Text block:
BEGIN

Letters to the editor
By Letters to the editor
July 24th, 2023

To The Editor:

I now make three trips a week to the Trail for kidney dialysis treatments, which is stressful and financially draining.

Home dialysis, which Interior Health (IH) promotes as a remedy, is not helpful because I live alone and cannot store large cartons of saline solution, nor lift the cartons or bags of solution, and I can’t insert a needle into my vein.

At least six renal patients travel from Nelson to Trail for dialysis. In addition, there is a person who moved to Trail, and another who opted for home dialysis. Eight Nelson renal patients in total, if one hadn’t been forced to move.

Also, there may be renal patients in Kaslo and Nakusp who go to Trail for treatment, but these stats are not made available.

Sherwood Shuttle charges $50 for each round-trip trip I make to Trail. The driver says he is not making any money. Michael would like an agency, like IH, to subsidize his costs. The West Kootenay Volunteer Drivers Service says $50 per round trip is not sustainable.

The cost to hire cabs and undertake the public bus trip would be greater than what I’m paying Sherwood Shuttle and far more difficult because I use a walker.

Imagine what the round trip to Trail by public transit and Handy-Dart would be like in the winter.

IH’s argument that dialysis patients need “access to a nephrologist” is indefensible since neither the Creston Valley nor Grand Forks hospitals have nephrologists on staff. Nurses at these hospitals call the nephrologist in Trail whenever concerns arise.

The amount of carbon spewed by trucks delivering cartons of saline solutions to homes and by the shuttle service is environmentally irresponsible. All this could be solved by providing dialysis treatments at the Kootenay Lake Hospital in Nelson.

END

Your assignment: Decide whether each statement agrees with the dialysis letter, answering yes or no and quoting the words of the letter that settle it. 1. The writer travels to Trail three times a week for dialysis. 2. The Creston Valley hospital has a nephrologist on staff. 3. Sherwood Shuttle charges $50 for each round trip to Trail. Rely only on the dialysis letter for what comes next.

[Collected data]

BEGIN

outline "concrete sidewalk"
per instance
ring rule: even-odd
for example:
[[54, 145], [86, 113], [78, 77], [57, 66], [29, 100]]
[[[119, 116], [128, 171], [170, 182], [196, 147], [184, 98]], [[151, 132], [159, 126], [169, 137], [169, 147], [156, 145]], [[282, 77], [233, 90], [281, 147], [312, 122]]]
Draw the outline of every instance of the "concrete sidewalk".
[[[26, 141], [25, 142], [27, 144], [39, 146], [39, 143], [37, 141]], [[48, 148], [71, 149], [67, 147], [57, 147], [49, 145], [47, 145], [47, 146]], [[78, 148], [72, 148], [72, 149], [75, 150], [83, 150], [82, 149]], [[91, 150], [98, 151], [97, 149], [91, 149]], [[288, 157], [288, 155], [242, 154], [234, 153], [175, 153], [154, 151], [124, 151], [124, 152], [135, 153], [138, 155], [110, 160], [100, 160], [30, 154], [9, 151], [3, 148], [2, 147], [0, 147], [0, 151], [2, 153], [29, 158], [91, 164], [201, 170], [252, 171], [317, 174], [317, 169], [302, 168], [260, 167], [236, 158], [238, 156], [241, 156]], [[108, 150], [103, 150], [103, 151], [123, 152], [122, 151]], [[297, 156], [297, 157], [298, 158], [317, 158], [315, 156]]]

END
BEGIN

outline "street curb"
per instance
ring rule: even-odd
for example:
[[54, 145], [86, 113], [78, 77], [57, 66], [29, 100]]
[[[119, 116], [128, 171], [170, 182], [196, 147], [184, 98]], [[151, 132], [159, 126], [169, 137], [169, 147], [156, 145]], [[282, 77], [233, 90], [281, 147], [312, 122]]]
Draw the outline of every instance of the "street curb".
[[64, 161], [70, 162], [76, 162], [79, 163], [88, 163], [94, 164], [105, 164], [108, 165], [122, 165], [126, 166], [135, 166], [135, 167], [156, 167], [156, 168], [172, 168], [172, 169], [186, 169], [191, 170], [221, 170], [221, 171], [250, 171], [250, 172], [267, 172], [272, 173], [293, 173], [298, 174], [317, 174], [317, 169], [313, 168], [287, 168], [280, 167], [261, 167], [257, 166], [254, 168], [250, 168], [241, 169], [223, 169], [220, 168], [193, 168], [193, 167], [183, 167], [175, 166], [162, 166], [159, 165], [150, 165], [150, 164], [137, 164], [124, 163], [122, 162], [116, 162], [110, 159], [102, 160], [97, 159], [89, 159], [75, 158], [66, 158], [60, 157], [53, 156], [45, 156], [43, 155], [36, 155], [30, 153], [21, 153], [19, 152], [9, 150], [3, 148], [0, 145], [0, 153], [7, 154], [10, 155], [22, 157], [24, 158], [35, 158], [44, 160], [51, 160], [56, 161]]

END

Task response:
1. Yes: "I now make three trips a week to the Trail for kidney dialysis treatments"
2. No: "neither the Creston Valley nor Grand Forks hospitals have nephrologists on staff"
3. Yes: "Sherwood Shuttle charges $50 for each round-trip trip I make to Trail"